:: Extracted entries ::

* * *

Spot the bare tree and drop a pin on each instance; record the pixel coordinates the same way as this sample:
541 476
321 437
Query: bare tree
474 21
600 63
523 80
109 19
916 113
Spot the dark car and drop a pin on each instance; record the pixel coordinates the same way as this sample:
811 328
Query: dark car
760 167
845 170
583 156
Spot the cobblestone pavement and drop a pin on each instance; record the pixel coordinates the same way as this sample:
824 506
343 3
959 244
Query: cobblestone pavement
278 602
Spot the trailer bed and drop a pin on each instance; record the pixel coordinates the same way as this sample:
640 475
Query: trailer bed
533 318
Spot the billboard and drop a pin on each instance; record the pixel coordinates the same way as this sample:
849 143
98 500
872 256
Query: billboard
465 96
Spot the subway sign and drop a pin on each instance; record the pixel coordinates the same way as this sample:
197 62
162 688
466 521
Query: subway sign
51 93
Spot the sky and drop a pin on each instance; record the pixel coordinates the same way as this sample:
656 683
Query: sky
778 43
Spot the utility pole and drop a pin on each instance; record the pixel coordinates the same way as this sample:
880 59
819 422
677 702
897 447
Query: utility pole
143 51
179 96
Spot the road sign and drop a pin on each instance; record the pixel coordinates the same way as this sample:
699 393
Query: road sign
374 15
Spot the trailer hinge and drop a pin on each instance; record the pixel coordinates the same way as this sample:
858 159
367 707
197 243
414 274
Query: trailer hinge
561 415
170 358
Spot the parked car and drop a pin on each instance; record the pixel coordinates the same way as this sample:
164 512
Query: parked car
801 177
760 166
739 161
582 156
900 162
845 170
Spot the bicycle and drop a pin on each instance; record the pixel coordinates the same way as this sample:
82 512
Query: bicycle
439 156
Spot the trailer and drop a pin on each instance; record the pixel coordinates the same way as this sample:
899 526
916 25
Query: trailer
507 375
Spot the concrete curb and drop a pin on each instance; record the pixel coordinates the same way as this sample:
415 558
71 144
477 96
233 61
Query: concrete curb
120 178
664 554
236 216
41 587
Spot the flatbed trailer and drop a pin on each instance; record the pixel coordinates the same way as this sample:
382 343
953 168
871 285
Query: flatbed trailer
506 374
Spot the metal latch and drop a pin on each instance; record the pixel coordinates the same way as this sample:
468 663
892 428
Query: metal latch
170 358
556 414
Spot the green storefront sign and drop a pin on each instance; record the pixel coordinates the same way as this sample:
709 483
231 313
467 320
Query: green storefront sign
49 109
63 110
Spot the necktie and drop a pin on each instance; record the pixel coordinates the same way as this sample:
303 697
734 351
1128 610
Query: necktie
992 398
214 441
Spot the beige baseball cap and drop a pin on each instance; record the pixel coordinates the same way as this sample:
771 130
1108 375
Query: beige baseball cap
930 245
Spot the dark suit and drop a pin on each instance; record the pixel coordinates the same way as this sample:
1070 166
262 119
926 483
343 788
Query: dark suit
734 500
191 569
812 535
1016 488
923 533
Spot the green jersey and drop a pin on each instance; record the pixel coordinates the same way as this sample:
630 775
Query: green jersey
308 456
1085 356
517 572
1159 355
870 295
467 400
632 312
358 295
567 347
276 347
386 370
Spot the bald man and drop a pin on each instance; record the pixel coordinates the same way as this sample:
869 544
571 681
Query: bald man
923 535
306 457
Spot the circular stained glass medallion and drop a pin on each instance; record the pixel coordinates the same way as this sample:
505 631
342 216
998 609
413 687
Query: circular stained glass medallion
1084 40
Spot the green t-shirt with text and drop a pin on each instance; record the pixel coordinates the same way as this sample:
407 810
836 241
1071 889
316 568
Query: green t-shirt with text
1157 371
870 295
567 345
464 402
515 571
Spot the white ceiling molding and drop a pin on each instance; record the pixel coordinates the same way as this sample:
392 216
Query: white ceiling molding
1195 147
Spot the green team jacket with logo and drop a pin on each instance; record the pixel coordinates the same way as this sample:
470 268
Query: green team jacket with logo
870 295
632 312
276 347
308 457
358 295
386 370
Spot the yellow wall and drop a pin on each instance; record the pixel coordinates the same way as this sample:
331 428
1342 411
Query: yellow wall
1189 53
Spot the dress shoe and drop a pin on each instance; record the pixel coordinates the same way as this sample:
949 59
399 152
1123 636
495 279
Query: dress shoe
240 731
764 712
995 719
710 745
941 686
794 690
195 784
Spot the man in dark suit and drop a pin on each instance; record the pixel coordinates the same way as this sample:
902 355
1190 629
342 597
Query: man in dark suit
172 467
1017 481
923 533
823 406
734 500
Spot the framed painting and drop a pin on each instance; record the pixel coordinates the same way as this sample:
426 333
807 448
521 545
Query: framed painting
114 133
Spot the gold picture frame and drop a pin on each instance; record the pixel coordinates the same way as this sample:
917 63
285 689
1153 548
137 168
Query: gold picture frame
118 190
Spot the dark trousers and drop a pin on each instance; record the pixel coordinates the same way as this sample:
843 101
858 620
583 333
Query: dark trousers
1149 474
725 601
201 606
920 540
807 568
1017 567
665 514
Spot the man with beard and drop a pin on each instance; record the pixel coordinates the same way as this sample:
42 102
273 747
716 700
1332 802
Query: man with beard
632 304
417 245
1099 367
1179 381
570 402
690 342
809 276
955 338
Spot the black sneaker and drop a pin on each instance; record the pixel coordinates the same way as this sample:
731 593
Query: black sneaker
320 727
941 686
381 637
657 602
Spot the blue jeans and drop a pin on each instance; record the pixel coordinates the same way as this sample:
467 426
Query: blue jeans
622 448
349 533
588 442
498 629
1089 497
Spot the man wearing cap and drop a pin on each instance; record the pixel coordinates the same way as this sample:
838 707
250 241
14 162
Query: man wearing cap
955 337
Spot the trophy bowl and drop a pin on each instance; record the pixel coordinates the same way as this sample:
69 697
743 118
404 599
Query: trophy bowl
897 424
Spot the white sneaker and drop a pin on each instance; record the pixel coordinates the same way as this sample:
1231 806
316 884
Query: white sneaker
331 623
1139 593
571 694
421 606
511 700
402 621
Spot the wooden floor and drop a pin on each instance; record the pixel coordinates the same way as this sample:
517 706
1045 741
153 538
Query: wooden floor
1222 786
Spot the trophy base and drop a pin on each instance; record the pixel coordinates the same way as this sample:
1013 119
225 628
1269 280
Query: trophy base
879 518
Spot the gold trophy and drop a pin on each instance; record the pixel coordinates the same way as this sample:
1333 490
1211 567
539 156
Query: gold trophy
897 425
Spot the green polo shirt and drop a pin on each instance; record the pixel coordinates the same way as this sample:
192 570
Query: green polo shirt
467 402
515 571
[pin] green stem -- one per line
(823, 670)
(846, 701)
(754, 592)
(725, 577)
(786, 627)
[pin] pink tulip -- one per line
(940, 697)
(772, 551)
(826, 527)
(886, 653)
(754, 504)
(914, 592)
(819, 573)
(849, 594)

* * *

:: What you need to do ::
The full listing should be output exactly, line for line.

:: Response to the exercise ::
Spot the bare tree and drop a pin on each instance; record the pixel coordinates the same way as this sample:
541 476
321 437
Query: bare tree
474 21
600 63
523 80
109 19
916 113
Spot the dark car and drop a pin on each instance; record the pixel coordinates the same way as this sample:
811 328
Query: dark car
760 167
845 170
583 156
Spot the cobblestone pavement and drop a pin on each instance; record the pixel coordinates the same way as this sample:
824 506
343 3
959 244
Query: cobblestone pavement
278 602
Spot the trailer bed and drop a pin on each instance; record the pixel coordinates the same way as this sample:
640 475
Query: trailer bed
533 318
Spot the billboard and drop a pin on each instance; record the pixel coordinates the same way as this sample:
849 143
98 500
872 256
Query: billboard
465 96
Spot the subway sign and drop a pin on each instance; record the pixel coordinates the same way as this sample:
197 62
162 688
466 521
Query: subway sign
51 93
Spot the sky and drop a pin on each instance; record the pixel coordinates the same way as this sample:
656 683
Query: sky
778 43
Spot the utility pole and drop a pin on each instance; record the pixel coordinates the same way as this sample:
880 59
819 422
677 702
897 447
Query: utility pole
143 51
179 96
Spot the road sign and drop a pin on each instance; record the pixel coordinates the same way as this sample:
699 393
Query: road sign
374 15
Spot the trailer hinge and drop a pin on each instance; record the pixel coordinates the same way as this sample:
858 159
367 707
197 243
414 274
Query: trailer hinge
561 415
170 358
Spot the parked car and drop a pin on each instance; record the pixel coordinates the same way as this sample:
164 512
Query: parked car
801 177
760 166
739 161
582 156
900 162
845 170
Spot the bicycle and drop a pin on each instance; record the pixel coordinates the same way as this sample:
82 512
Query: bicycle
439 156
Spot the trailer and drop a pin on each instance; record the pixel coordinates the same way as this sample:
899 526
916 25
Query: trailer
507 375
Spot the concrete curb and drop a pin on each instance; record the pixel coordinates the same way as this sample:
415 558
71 144
477 96
233 61
Query: concrete curb
120 178
664 554
236 216
41 587
Spot the flatbed trailer and drop a pin on each instance; record the pixel coordinates the same way as this sample:
382 343
953 168
871 285
Query: flatbed trailer
506 374
Spot the metal latch and drop a pin on each instance; record the pixel coordinates the same way as this sample:
468 663
892 428
Query: metal latch
170 358
556 414
Spot the green storefront sign and drop a pin on each instance; record the pixel coordinates the same way as this sample:
709 483
231 313
467 320
Query: green storefront sign
49 109
63 110
Spot the necktie and drop a pin on each instance; record the pixel coordinates the same way as this sample:
303 697
734 351
1128 610
Query: necktie
992 398
214 441
Spot the beige baseball cap and drop a pin on each instance; record the pixel coordinates the same way as this sample:
771 130
1108 375
Query: beige baseball cap
930 245
Spot the dark suit and drop a pin on each instance; record the pixel coordinates the same way as this sample:
1070 166
262 119
926 483
343 788
Query: dark suit
734 500
191 569
812 535
1016 488
923 533
Spot the green jersey and drop a pin on each instance; record the pixel coordinates the same way as this sample:
630 775
Query: green jersey
308 456
1085 356
517 572
1159 355
870 295
467 400
632 312
358 295
567 347
276 347
386 370
Spot the bald man and drop a pin on each instance; record the pixel coordinates the same way as this sample:
869 544
571 681
Query: bald man
923 535
306 457
Spot the circular stained glass medallion and drop a pin on each instance; record the pixel coordinates the same way as this sample:
505 631
342 216
998 609
413 687
Query: circular stained glass medallion
1084 40
Spot the green t-shirt with text and drop a pin on each instance; record the pixel coordinates the same way as this sample:
407 810
836 241
1071 889
316 568
Query: green t-shirt with text
1157 371
870 295
567 345
464 402
515 571
Spot the white ceiling molding and drop a pin on each instance; record the pixel coordinates the same way as this sample:
392 216
Query: white ceiling molding
1195 147
Spot the green team jacket with logo and drop a pin on each instance; record the pixel coordinates the same way as this sample:
470 268
Query: green team jacket with logo
870 295
632 312
276 347
308 457
358 295
386 370
Spot the yellow wall and drop a pin on each instance; record the pixel coordinates the same way as this sample:
331 428
1342 411
Query: yellow wall
1189 53
Spot the dress shoe and drop a pin on each instance; record the pixel coordinates the same way as this sample:
949 59
399 152
1123 636
495 279
Query: dress shoe
240 731
764 712
995 719
710 745
941 686
794 690
195 784
Spot the man in dark suit and drop a pin on each instance; record the pixel coordinates the same way as this sample:
902 355
1190 629
342 597
Query: man in dark suit
172 467
1017 481
923 533
823 406
734 500
Spot the framed painting and drop a pin on each instance; record the pixel coordinates the same way as this sample:
426 333
807 448
521 545
Query: framed painting
114 133
Spot the gold picture frame and drop a pin on each instance; record the pixel coordinates the same way as this sample:
917 63
285 689
1153 548
137 168
Query: gold picture frame
118 190
Spot the dark trousers and drop a pin on each instance; record the pixel coordinates the same way as this sample:
843 101
858 620
583 333
Query: dark trousers
1149 474
725 601
201 606
920 540
807 568
1017 567
665 514
Spot the man with beard and drop a pin on each instance; record the pixel coordinates the same way as this sample:
42 102
273 747
716 700
1332 802
Query: man with beard
632 304
417 245
1099 367
1179 381
570 402
690 342
809 276
955 338
Spot the black sneaker and drop a pin on each instance; record the pixel coordinates the same way as this sample:
731 593
Query: black sneaker
320 727
941 686
381 637
657 602
Spot the blue jeans and drop a pin on each instance; record the pixel coordinates the same way as this sample:
467 426
Query: blue jeans
622 448
349 533
588 442
498 629
1089 497
Spot the man wearing cap and drop a pin on each instance; record the pixel coordinates the same way as this sample:
838 707
250 241
14 162
Query: man wearing cap
955 337
Spot the trophy bowl and drop a pin on each instance; record the pixel coordinates the same way as this sample:
69 697
743 118
404 599
Query: trophy bowl
897 424
Spot the white sneaker and drop a pin on each instance; record the pixel coordinates the same way as this sample:
1231 806
316 884
Query: white sneaker
331 623
1139 593
571 694
421 606
511 700
402 621
Spot the wooden floor and drop a pin on each instance; record the pixel coordinates the same way as this sample:
517 706
1045 741
153 538
Query: wooden floor
1222 786
Spot the trophy base and drop a pin on each instance; record the pixel coordinates the same way as this sample:
1013 119
225 628
1269 280
Query: trophy base
879 518
Spot the gold trophy and drop a pin on each instance; record the pixel coordinates the same way as this sample:
1333 490
1211 567
539 156
Query: gold trophy
897 425
Spot the green polo shirt and drop a pin on each instance; record the pixel coordinates the same way as this sample:
192 570
Query: green polo shirt
467 402
515 571
[pin] green stem -- one per line
(823, 670)
(846, 701)
(754, 592)
(725, 577)
(786, 627)
[pin] pink tulip -- one per line
(940, 697)
(772, 551)
(826, 527)
(886, 653)
(754, 504)
(914, 592)
(819, 573)
(849, 594)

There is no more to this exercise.